Leaving all pictures aside, write out the records below precisely as given.

## [ENTRIES PROVIDED]
=======

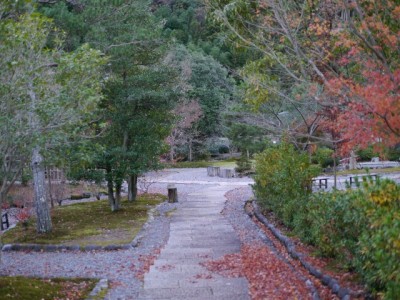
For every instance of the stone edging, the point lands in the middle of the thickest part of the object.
(343, 293)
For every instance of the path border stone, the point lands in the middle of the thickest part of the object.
(100, 286)
(343, 293)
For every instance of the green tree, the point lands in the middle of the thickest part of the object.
(139, 93)
(46, 95)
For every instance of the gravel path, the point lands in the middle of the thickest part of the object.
(165, 263)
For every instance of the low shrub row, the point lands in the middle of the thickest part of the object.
(360, 227)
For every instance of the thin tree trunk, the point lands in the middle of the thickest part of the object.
(190, 150)
(43, 224)
(334, 170)
(132, 187)
(50, 194)
(110, 188)
(1, 214)
(117, 203)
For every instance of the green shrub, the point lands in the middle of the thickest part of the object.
(362, 228)
(378, 259)
(366, 154)
(283, 180)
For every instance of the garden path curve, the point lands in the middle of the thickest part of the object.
(198, 232)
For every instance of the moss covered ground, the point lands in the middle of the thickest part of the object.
(36, 288)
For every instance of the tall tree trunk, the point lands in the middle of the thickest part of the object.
(110, 188)
(334, 168)
(1, 214)
(132, 187)
(50, 194)
(190, 150)
(43, 224)
(117, 202)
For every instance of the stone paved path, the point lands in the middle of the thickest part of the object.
(198, 232)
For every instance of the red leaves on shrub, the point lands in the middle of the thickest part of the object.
(269, 277)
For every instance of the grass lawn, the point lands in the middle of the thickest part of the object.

=======

## [TASK OUTPUT]
For every instance of the stone edging, the point lands in the middle of the thickest part of the object.
(343, 293)
For every instance of the path border stone, the point lands in the middle of the thickest part of the object.
(100, 286)
(343, 293)
For every instance of the green tree, the point lands in the middle of the thickest part of the object.
(139, 93)
(46, 95)
For every instance of the gravel path, the point lands in the middle of the thickest part of the object.
(165, 263)
For every instance of the low shrub row, the point lands in the middle of the thickest part of the object.
(360, 227)
For every instance of the thin tree trunk, the point lands in the middle of the thickest part of the object.
(190, 150)
(43, 224)
(334, 170)
(132, 187)
(50, 194)
(110, 188)
(1, 214)
(117, 203)
For every instance of the green shrub, the point lands in the middle of the thickest part of the object.
(362, 228)
(378, 259)
(366, 154)
(283, 180)
For every instance of the garden path curve, the point lands in the middle of the thickest part of the object.
(198, 232)
For every instance of the moss covered ground, the point lands in the middle of the thickest part of the object.
(36, 288)
For every instance of the tall tree trunk, the point lands in the middle of the thickest part of the object.
(110, 188)
(334, 168)
(1, 214)
(132, 187)
(50, 194)
(190, 150)
(43, 224)
(117, 202)
For every instance of the stone paved path, the point lands in the middle of the thickest part of the object.
(198, 232)
For every instance of the red leaves on shrub, the point lands in the middle of the thickest part of the object.
(269, 277)
For every instance of the grass lawn, the point lands in the middle of the thickest part of the object.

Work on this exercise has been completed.